● 과제: "flag? Mark that spot."이 들어 있는 줄에서 시작해 항목 끝까지 이어지는 부분을 "jacket zipper"만 "coat zipper"(으)로 바꾸도록 수정해 다시 적으세요. 나머지는 모두 그대로 두세요.

포인팅 데이터 발췌:
● ● ● ● ●
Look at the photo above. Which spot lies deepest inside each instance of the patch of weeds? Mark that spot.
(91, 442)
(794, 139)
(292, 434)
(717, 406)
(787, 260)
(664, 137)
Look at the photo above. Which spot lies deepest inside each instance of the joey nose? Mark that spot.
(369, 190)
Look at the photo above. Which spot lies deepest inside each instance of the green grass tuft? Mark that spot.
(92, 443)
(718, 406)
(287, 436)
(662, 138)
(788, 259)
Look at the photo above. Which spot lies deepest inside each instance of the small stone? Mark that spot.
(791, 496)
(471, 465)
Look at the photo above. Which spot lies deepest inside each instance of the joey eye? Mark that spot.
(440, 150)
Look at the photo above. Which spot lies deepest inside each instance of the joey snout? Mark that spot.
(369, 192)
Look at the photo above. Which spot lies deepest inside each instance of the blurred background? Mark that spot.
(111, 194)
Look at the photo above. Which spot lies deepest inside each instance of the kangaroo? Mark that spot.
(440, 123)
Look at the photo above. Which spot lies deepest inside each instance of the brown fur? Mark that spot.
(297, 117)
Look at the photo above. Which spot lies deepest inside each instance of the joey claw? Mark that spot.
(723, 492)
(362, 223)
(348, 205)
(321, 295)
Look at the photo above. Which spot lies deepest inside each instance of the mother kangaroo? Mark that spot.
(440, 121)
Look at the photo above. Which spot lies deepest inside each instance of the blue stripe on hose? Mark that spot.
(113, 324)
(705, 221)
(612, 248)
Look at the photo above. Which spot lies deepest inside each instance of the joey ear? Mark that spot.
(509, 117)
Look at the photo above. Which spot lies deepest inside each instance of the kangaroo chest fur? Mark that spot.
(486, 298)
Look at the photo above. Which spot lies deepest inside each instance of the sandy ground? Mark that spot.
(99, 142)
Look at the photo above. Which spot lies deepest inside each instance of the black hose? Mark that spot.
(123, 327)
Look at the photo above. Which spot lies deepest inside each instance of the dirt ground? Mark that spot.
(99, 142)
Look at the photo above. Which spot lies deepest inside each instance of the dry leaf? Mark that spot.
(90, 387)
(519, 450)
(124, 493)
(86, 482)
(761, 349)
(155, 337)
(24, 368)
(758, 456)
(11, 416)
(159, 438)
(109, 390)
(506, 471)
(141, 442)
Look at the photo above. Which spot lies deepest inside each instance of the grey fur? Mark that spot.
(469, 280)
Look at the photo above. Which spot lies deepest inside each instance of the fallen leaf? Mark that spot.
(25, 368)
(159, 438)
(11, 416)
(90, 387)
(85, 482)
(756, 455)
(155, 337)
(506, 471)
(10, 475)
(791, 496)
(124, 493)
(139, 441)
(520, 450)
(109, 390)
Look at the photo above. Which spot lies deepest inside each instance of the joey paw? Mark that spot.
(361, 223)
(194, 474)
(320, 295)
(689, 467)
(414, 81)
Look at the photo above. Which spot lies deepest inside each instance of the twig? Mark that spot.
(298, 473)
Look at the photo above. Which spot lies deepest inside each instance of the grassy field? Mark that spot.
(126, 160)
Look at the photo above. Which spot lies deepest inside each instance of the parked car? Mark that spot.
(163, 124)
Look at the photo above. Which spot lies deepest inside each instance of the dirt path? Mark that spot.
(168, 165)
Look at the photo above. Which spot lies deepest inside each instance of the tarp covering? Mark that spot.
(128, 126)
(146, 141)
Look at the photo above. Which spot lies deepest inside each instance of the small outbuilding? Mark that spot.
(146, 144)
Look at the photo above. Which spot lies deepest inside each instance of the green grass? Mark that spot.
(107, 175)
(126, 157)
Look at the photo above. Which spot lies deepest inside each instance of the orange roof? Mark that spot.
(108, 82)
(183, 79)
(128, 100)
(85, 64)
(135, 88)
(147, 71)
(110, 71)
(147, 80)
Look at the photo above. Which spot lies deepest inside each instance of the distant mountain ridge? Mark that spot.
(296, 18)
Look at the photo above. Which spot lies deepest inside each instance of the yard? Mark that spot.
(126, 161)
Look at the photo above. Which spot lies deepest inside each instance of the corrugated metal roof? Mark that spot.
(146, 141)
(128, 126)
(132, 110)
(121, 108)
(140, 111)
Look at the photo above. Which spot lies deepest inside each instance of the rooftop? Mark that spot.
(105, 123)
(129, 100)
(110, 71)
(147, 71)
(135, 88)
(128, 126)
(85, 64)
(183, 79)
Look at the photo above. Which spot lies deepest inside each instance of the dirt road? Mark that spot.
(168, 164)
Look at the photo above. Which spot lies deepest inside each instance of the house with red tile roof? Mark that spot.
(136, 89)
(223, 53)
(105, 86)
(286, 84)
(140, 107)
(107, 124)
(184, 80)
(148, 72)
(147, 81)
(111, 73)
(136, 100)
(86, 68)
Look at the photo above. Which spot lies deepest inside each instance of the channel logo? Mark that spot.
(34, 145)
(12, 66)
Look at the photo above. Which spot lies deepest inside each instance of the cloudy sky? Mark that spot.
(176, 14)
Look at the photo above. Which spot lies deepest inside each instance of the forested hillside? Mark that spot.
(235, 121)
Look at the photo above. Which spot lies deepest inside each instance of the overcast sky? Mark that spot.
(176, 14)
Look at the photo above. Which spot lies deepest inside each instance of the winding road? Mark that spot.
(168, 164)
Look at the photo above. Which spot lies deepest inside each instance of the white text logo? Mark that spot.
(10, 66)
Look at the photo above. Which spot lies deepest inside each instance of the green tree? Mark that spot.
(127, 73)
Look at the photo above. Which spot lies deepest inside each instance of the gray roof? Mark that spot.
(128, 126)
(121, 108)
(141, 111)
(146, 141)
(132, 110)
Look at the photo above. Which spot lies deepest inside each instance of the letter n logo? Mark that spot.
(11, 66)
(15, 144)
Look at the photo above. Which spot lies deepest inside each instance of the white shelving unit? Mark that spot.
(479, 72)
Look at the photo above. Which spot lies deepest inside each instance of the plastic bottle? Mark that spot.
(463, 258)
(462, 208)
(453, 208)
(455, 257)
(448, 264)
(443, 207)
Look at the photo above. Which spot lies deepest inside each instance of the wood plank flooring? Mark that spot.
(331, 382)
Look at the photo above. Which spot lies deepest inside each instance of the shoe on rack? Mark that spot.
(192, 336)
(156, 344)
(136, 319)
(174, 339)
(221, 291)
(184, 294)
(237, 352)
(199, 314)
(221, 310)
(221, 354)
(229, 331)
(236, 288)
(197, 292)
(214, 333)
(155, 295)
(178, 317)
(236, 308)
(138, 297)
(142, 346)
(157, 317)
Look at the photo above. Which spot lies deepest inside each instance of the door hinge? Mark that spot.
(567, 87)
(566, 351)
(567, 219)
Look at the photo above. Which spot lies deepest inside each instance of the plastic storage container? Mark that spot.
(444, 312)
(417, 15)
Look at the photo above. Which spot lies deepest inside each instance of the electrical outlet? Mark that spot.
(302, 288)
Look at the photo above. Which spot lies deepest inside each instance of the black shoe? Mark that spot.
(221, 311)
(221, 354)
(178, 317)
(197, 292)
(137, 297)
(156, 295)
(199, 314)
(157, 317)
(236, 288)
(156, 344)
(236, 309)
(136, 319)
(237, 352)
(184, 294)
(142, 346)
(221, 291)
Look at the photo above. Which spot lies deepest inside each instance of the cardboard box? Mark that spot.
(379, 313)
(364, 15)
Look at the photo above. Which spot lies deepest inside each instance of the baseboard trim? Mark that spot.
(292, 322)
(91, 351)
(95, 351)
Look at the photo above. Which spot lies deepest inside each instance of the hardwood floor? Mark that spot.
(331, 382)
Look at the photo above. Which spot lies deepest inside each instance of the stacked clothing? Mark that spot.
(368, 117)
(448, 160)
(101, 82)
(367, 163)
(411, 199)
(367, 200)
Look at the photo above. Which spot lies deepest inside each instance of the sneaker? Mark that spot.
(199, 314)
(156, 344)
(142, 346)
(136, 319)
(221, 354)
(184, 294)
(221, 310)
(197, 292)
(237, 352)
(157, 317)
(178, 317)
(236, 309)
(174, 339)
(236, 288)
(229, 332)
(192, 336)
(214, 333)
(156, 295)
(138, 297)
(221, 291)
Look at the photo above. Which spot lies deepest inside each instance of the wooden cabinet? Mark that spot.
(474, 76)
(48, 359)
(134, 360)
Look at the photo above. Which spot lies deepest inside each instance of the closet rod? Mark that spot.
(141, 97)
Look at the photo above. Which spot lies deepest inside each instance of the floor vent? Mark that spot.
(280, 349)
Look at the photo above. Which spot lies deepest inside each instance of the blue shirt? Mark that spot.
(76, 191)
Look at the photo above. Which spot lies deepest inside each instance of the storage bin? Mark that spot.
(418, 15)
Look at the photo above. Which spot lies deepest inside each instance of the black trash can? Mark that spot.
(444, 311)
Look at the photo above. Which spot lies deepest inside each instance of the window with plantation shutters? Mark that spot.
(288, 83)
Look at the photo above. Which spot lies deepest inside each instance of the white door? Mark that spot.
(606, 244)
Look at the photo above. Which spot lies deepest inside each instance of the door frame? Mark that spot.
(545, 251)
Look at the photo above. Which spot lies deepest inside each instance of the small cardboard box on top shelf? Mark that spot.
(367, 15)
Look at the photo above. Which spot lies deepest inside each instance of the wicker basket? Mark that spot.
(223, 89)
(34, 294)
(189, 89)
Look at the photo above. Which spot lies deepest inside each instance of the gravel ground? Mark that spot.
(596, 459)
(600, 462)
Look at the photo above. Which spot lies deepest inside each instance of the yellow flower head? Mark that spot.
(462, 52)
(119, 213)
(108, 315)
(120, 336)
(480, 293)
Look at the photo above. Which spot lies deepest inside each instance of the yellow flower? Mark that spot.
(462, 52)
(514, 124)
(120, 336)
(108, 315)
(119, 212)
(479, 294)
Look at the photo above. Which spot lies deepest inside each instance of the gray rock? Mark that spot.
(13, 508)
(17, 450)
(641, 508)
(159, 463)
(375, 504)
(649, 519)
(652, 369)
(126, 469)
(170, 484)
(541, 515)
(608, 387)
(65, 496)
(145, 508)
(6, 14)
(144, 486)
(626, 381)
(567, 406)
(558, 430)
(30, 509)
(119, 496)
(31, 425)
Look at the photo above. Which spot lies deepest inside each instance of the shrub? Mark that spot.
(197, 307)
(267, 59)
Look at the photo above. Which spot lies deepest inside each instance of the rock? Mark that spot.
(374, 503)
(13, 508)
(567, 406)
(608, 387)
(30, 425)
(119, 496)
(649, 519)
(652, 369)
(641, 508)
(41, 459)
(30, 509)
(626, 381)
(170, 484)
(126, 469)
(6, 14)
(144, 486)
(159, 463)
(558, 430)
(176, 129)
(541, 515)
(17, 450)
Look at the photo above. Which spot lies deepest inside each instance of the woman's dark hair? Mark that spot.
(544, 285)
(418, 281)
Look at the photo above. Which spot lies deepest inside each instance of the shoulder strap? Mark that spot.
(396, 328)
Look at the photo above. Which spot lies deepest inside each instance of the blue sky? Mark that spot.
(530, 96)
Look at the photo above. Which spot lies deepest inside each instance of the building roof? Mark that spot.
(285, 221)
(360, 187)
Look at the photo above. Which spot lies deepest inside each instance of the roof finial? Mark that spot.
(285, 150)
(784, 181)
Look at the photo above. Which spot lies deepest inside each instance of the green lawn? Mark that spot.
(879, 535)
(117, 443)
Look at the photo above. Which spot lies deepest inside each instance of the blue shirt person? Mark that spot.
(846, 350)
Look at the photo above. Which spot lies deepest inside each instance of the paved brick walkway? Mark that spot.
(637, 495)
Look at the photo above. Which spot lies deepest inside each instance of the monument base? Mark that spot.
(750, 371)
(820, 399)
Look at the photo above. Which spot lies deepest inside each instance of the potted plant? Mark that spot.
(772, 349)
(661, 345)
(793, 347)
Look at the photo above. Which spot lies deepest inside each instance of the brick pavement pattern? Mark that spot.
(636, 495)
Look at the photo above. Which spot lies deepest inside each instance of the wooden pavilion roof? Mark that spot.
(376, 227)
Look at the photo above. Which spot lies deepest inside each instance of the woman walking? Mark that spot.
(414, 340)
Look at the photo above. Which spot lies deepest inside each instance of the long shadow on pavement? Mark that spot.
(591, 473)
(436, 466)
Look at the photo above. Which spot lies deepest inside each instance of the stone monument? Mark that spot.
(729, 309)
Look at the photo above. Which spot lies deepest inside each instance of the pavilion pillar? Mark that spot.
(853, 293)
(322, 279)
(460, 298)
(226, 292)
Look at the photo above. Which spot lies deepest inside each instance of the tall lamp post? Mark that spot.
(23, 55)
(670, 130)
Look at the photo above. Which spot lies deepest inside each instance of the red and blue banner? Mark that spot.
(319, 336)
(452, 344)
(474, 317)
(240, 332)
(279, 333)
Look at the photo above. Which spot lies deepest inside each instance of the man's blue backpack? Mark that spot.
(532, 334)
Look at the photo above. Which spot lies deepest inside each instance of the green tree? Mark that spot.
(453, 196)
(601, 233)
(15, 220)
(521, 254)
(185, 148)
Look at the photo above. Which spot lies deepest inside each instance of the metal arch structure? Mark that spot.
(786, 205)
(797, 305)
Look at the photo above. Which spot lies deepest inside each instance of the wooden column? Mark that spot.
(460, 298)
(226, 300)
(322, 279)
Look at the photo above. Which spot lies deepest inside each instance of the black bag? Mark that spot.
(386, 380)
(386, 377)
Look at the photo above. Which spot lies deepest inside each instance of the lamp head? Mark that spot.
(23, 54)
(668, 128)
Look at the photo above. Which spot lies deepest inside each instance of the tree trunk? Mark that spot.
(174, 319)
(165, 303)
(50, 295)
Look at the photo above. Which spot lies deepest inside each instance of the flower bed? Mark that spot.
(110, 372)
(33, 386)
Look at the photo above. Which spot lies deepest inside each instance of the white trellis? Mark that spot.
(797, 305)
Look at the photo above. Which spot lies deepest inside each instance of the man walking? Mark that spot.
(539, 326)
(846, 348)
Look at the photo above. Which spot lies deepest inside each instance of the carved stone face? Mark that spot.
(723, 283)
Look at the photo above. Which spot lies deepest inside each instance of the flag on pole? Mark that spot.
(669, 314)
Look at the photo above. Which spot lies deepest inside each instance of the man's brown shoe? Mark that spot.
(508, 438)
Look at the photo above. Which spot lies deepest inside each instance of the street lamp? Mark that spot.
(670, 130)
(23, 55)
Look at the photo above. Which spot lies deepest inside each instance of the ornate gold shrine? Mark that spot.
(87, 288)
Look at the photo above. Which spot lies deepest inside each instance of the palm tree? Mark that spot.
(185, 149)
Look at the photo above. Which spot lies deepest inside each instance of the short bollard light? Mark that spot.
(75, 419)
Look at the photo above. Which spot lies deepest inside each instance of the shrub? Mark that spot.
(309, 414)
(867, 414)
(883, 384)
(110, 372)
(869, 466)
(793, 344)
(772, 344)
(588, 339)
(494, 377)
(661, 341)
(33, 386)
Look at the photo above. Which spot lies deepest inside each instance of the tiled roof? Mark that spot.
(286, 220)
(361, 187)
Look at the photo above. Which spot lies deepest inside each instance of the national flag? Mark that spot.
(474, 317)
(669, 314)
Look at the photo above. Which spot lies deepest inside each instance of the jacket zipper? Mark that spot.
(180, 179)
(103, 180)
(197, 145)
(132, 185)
● ● ● ● ●
● 답:
Look at the photo above. Which spot lies deepest inside each instance of the national flag? Mark that spot.
(474, 317)
(669, 314)
Look at the photo above. Which spot lies deepest inside each instance of the coat zipper? Mark that spot.
(180, 179)
(103, 180)
(197, 145)
(132, 185)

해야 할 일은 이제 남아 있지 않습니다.